TASK DATA:
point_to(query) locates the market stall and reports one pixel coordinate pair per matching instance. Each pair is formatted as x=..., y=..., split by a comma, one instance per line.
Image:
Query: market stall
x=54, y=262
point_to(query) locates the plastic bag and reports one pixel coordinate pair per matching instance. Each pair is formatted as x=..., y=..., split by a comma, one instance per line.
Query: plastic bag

--

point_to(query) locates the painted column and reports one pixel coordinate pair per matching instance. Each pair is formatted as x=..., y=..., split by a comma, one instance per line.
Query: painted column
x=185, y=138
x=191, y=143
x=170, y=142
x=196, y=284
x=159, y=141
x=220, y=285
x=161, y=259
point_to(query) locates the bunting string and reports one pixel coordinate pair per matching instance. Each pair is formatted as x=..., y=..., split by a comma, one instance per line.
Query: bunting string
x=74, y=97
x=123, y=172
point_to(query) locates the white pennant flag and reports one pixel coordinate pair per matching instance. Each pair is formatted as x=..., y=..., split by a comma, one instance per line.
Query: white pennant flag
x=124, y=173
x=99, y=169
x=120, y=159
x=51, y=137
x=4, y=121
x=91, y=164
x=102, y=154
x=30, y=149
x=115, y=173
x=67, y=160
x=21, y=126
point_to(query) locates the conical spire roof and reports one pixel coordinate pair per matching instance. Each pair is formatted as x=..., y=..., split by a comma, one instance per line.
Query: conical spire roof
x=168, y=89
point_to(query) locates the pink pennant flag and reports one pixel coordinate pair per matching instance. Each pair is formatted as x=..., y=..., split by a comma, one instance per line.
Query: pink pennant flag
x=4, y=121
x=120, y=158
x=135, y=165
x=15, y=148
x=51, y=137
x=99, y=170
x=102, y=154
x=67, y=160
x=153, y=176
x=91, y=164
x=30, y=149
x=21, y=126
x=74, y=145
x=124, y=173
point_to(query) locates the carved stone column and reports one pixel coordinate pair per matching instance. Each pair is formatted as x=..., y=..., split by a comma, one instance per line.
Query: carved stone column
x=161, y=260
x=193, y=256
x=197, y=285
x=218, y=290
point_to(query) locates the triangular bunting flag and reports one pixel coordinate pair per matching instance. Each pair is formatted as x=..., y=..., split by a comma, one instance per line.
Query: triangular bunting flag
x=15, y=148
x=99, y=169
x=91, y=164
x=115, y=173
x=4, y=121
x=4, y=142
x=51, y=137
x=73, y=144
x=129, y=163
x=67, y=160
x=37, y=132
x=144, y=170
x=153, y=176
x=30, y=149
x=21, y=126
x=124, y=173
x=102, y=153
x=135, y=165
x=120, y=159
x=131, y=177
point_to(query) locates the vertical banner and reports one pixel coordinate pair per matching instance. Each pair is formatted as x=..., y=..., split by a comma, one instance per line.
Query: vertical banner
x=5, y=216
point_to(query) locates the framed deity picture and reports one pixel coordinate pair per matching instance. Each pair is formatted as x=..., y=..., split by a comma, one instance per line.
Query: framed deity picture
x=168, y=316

EXERCISE DIRECTIONS:
Scale the records from the line containing "point_to(query) locates the conical" down to the line containing "x=218, y=290", both ends included, by rewriting every one of those lines and only those. Multiply each coordinate by 2.6 and round it to a whole number, with halves rounding up, and leave all other text on those lines unchanged.

COMPLETE OUTPUT:
point_to(query) locates the conical spire roof and reports one pixel coordinate pair per matching instance. Each pair is formatted as x=..., y=..., split by a comma, one instance per line.
Query: conical spire roof
x=437, y=231
point_to(query) locates the pink pennant flag and reports one pixel coordinate pair per matching instance. Each pair is formatted as x=..., y=..., split by a comma, one instance per line.
Query: pink pennant flag
x=10, y=315
x=312, y=411
x=351, y=429
x=39, y=385
x=133, y=356
x=257, y=442
x=265, y=400
x=174, y=416
x=398, y=458
x=237, y=426
x=78, y=387
x=55, y=328
x=192, y=377
x=322, y=450
point_to(query) locates the carved stone column and reports one pixel coordinate pair per matching instance. Each pair is formatted as x=..., y=..., split by a comma, one instance per line.
Query: carved stone column
x=419, y=676
x=502, y=666
x=512, y=741
x=567, y=754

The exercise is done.